§ Reading passage:
▬▬▬
Johnson: No, it was good. I think we got a lot of good information, and we certainly appreciate you coming and talking to us, sharing with us.

Nafzger: I can’t say that I was excited to do it, other than I think that when people ask me—not that I was so important; I’m a little niche in a lot of things that happened. I’m sure you’ve talked to a lot of important people higher up, but when people ask you, “We want to interview you,” they’re asking because they want information that I have, and it’s almost like a duty to do it. This was pleasant, this was fine. Television interviews can be really tedious. Like that Japanese interview went five hours, and it was just difficult. I remember saying, even doing photo pictures of the Moon and stuff, the Washington Post one time took, I think, three hours to get one picture to put in the newspaper. I was standing in front of an image of the Moon, and I said, “This is tiring! I’d rather be playing golf.”

Johnson: We’ll let you pursue that now! Thank you again.

Nafzger: You’re welcome.


Are you on?

Johnson: Yes, we’re on.

Nafzger: You asked me about The Dish movie, and I remember I got a call one time and said, “Hey, have you heard about The Dish movie?”

I said, “No.”

They said, “Well, you got to see it—it’s a movie about Americans over in Australia for Apollo 11.”

I said, “Well, I was over there for Apollo 11 getting prepared.” There was another fellow, Bob [Robert] Taylor, who handled antennas that went to Parkes a lot. I went and watched the movie and said, “This is what we did!” It was really about the American presence in Australia during Apollo 11 and prior to it, setting up for this antenna. A lot had to do with the Parkes site, this big, 210-foot antenna that we spoke over earlier that we had essentially rented out for the mission. The more I saw it, the more I said, “That’s exactly what we did.” They talked about the processing of the TV and all this.
▬▬▬
§ Data provided:
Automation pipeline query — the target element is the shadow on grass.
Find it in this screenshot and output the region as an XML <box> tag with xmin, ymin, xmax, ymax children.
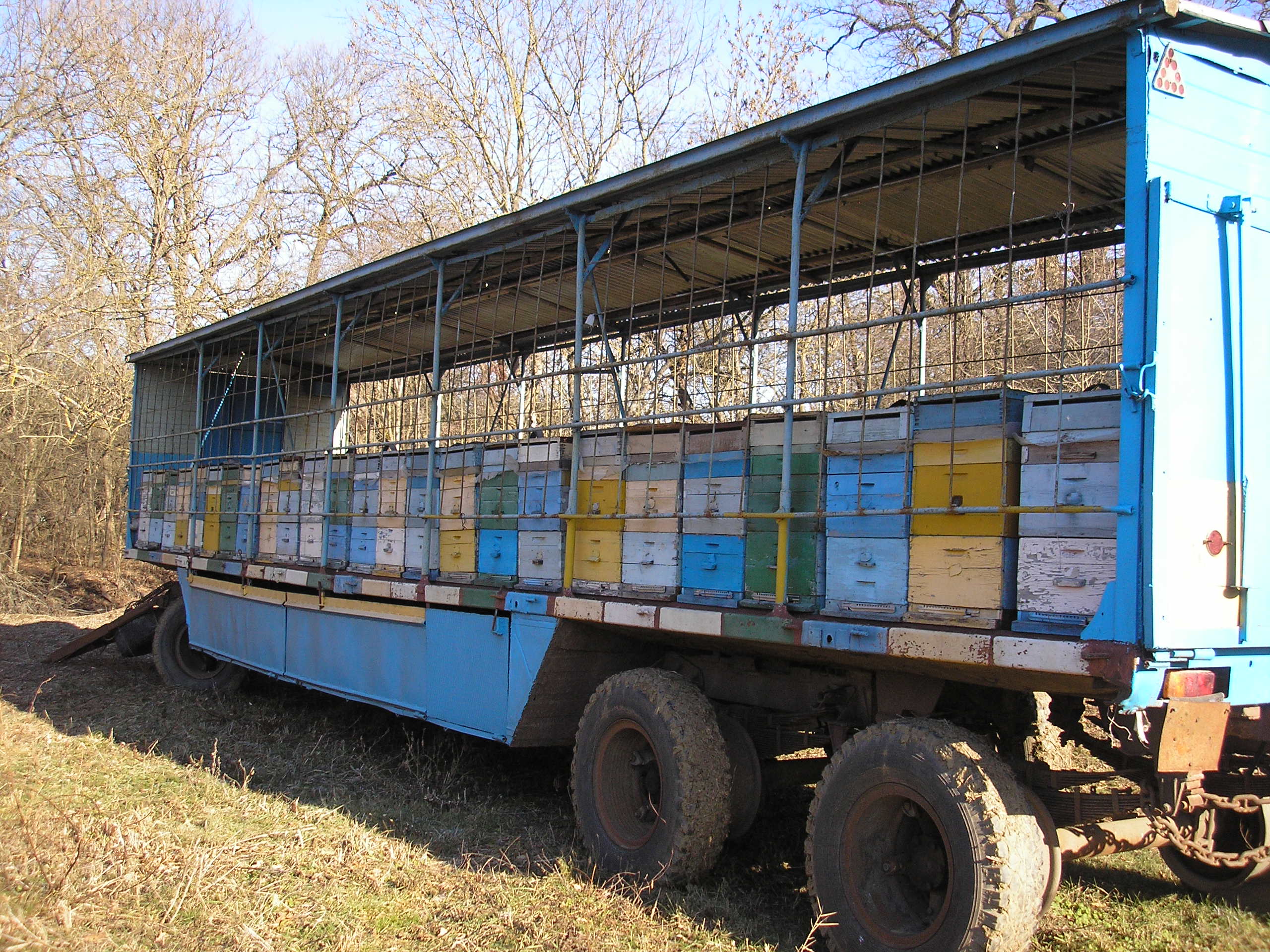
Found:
▬▬▬
§ What to produce:
Reproduce a stretch of the Apollo 11 interview transcript word for word, beginning at the words "Johnson: Yes, we’re" and stopping after "and all this.".

§ Worked solution:
Johnson: Yes, we’re on.

Nafzger: You asked me about The Dish movie, and I remember I got a call one time and said, “Hey, have you heard about The Dish movie?”

I said, “No.”

They said, “Well, you got to see it—it’s a movie about Americans over in Australia for Apollo 11.”

I said, “Well, I was over there for Apollo 11 getting prepared.” There was another fellow, Bob [Robert] Taylor, who handled antennas that went to Parkes a lot. I went and watched the movie and said, “This is what we did!” It was really about the American presence in Australia during Apollo 11 and prior to it, setting up for this antenna. A lot had to do with the Parkes site, this big, 210-foot antenna that we spoke over earlier that we had essentially rented out for the mission. The more I saw it, the more I said, “That’s exactly what we did.” They talked about the processing of the TV and all this.